+++ DATASET EXTRACT +++

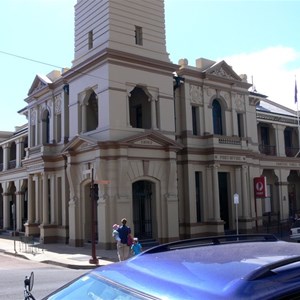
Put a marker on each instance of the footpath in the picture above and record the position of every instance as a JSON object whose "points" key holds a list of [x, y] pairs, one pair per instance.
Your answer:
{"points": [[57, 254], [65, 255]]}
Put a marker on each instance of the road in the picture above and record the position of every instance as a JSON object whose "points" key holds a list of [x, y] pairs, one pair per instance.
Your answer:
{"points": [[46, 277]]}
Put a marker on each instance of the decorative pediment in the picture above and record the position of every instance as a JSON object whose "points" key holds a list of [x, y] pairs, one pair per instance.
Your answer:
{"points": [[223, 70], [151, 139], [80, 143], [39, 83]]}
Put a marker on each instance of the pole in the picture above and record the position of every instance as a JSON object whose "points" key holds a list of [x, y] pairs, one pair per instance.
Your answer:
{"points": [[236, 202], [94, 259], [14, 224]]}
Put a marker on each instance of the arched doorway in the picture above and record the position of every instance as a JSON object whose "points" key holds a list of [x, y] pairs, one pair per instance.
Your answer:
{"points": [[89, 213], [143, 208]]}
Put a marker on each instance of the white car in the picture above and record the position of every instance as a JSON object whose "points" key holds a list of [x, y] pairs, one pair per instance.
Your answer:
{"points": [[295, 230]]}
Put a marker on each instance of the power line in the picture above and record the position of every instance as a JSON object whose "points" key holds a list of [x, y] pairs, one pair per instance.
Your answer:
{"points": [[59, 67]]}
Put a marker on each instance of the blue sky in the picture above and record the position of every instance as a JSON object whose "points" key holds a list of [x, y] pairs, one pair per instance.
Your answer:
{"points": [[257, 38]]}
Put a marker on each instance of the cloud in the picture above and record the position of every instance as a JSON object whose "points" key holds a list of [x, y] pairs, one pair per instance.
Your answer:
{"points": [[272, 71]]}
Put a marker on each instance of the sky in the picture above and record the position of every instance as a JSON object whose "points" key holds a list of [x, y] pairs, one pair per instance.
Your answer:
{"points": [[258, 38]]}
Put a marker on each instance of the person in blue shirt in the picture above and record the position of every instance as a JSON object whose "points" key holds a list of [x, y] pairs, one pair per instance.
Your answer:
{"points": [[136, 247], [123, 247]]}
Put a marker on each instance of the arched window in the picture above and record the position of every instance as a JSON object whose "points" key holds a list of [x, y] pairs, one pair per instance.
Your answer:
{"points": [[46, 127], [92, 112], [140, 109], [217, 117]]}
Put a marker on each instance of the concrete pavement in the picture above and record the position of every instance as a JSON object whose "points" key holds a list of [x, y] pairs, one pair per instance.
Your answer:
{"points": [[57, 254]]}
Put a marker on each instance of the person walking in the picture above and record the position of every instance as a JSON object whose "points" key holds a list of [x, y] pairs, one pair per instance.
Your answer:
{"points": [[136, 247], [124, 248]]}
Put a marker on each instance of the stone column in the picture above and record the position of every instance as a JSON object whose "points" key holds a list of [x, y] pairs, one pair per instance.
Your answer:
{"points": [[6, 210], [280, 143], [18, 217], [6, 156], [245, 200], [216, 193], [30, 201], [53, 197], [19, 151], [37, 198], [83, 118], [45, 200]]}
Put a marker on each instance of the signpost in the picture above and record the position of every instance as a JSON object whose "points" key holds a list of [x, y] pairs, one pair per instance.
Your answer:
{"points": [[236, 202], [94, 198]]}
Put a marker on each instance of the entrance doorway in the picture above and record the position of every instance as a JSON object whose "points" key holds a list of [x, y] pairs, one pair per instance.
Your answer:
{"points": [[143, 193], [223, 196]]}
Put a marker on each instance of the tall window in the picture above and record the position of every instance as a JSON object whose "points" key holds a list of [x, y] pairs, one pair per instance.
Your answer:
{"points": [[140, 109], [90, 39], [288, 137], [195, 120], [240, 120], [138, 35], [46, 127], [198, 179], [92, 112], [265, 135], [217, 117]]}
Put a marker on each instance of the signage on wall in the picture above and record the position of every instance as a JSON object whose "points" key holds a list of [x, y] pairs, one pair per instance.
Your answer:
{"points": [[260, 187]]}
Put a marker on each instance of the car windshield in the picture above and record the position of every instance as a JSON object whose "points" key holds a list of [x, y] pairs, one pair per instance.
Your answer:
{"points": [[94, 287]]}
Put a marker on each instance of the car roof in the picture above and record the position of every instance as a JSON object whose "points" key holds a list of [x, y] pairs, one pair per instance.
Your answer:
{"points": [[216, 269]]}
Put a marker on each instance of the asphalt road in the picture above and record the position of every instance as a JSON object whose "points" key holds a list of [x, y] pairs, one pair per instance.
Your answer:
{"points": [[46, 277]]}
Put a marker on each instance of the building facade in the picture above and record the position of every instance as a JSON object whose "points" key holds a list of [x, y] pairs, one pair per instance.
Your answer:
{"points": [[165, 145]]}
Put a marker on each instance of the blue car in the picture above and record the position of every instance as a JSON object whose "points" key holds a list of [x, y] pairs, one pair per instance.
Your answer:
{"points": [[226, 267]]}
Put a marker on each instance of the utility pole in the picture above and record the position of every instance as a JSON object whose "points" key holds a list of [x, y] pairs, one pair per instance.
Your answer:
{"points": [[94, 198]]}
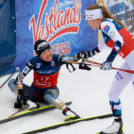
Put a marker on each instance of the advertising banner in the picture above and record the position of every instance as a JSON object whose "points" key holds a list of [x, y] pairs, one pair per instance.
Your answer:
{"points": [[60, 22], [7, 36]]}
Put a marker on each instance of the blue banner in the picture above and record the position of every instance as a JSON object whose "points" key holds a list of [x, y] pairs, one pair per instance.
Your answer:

+++
+++ DATASET EXTRACT +++

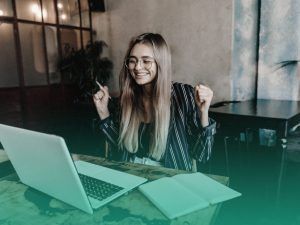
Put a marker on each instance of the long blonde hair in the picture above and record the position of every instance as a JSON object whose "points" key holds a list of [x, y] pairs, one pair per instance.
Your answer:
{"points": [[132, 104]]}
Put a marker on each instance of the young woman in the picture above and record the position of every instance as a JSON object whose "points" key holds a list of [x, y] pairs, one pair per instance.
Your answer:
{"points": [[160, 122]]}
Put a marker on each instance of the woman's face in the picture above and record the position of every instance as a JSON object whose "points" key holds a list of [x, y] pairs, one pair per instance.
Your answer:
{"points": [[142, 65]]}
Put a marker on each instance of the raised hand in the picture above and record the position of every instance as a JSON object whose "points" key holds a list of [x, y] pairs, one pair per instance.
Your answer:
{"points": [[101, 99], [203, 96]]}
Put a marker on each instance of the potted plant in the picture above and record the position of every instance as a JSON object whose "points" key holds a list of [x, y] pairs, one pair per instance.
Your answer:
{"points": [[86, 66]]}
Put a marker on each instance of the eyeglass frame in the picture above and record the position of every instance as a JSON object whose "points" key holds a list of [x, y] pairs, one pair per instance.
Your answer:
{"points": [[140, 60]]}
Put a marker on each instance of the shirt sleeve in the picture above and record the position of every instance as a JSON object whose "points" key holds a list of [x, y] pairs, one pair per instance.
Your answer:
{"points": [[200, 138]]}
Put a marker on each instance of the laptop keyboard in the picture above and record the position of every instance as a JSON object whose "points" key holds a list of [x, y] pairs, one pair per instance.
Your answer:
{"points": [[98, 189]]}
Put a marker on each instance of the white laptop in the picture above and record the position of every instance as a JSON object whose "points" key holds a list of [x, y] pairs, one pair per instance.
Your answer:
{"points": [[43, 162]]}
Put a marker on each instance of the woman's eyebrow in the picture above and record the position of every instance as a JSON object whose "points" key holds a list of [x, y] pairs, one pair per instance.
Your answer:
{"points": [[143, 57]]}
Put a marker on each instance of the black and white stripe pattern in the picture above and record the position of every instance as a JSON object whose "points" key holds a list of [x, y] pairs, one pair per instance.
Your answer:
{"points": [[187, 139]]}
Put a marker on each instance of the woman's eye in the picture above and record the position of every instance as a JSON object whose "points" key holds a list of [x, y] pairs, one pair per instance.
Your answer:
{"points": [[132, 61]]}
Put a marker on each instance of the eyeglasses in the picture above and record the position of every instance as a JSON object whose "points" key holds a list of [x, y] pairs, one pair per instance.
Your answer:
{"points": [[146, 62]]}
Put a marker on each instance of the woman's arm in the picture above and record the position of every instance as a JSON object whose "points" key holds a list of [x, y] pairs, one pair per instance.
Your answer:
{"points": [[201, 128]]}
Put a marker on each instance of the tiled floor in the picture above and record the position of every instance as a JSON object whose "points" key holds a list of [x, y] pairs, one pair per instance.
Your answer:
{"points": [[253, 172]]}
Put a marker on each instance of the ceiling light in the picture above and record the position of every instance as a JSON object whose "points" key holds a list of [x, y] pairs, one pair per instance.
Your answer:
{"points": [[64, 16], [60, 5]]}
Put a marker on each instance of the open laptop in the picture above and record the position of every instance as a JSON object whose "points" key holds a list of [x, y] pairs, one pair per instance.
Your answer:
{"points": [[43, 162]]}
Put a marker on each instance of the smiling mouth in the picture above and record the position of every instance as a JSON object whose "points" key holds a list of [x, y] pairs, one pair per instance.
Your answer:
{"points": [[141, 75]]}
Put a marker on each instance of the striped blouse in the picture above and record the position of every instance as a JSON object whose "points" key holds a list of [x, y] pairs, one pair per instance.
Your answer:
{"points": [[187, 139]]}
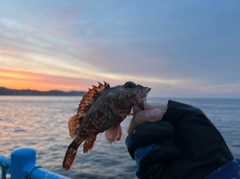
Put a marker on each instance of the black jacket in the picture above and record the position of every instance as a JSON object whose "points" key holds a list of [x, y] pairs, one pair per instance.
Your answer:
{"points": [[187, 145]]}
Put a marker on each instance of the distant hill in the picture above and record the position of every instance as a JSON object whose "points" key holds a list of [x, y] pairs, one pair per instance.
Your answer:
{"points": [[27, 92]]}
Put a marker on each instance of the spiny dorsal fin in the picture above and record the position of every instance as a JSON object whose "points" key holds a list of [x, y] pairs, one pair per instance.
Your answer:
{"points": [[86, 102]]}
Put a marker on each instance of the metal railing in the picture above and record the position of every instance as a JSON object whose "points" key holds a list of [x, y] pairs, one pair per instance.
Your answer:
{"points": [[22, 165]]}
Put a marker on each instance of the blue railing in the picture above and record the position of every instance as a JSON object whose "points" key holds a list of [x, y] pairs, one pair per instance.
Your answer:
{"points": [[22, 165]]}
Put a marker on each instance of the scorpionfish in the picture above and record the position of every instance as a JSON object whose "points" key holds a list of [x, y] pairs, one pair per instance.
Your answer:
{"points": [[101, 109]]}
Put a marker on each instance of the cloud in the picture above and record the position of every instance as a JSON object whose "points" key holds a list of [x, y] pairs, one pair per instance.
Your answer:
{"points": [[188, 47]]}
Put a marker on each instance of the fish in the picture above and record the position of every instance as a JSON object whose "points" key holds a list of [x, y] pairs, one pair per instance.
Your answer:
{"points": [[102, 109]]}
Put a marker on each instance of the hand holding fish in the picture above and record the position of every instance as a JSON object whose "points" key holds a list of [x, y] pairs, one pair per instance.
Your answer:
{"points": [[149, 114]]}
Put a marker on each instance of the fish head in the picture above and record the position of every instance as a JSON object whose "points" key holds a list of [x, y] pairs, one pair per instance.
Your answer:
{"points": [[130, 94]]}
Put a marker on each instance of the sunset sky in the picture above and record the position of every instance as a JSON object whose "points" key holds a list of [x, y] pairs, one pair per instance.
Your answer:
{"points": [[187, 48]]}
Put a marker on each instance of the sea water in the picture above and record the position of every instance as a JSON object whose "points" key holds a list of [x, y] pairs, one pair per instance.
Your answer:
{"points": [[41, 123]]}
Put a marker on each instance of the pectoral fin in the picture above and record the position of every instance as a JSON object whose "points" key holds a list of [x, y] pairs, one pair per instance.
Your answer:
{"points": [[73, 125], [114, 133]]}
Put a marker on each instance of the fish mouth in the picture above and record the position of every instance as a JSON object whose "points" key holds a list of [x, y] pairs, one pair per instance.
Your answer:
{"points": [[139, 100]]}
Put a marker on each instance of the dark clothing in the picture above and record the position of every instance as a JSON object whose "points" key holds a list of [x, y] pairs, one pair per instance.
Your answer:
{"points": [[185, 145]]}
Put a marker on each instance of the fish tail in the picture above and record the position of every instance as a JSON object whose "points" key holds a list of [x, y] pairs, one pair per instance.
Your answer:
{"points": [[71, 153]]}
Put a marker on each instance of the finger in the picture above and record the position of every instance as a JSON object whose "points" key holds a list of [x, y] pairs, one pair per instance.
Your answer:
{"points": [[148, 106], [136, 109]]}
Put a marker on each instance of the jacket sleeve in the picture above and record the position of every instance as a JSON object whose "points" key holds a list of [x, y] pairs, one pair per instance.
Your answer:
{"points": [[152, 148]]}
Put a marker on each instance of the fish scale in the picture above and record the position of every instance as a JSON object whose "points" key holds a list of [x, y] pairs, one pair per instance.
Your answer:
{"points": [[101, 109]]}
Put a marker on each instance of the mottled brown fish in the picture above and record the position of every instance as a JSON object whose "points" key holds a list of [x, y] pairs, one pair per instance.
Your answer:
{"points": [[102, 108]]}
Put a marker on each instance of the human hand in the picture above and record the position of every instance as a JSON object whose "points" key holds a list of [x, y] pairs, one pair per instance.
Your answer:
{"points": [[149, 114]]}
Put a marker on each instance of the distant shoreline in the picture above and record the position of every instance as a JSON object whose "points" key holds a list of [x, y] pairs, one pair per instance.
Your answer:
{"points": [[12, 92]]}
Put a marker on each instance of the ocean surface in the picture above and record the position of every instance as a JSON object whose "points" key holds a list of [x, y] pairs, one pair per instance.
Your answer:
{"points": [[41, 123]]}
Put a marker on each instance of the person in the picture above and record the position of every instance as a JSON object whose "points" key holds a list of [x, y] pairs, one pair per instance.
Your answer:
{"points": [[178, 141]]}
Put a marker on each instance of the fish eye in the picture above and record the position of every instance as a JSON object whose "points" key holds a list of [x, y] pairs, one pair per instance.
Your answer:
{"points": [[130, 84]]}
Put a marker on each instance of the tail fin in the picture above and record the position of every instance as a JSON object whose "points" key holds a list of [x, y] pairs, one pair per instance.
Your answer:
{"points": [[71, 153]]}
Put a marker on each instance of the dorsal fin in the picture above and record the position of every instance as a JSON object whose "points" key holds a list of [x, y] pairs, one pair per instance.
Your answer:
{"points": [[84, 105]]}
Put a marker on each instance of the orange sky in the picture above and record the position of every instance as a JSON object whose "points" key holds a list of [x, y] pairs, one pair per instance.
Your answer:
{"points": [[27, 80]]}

+++

[WHAT THE TASK REQUIRES]
Check each line above for the word "doorway" and copy every line that has it.

[TASK RESPONSE]
Put a marker on each instance of the arched doorway in the picture above and record the position of every instance as a JSON object whose "points" key holds a list of [x, y] pairs, one pair per instance.
Put a marker on each instance of the entrance doorway in the picture above and record the position of every instance as a JSON object whose "points" key holds a list of [x, y] pairs, one pair per instance.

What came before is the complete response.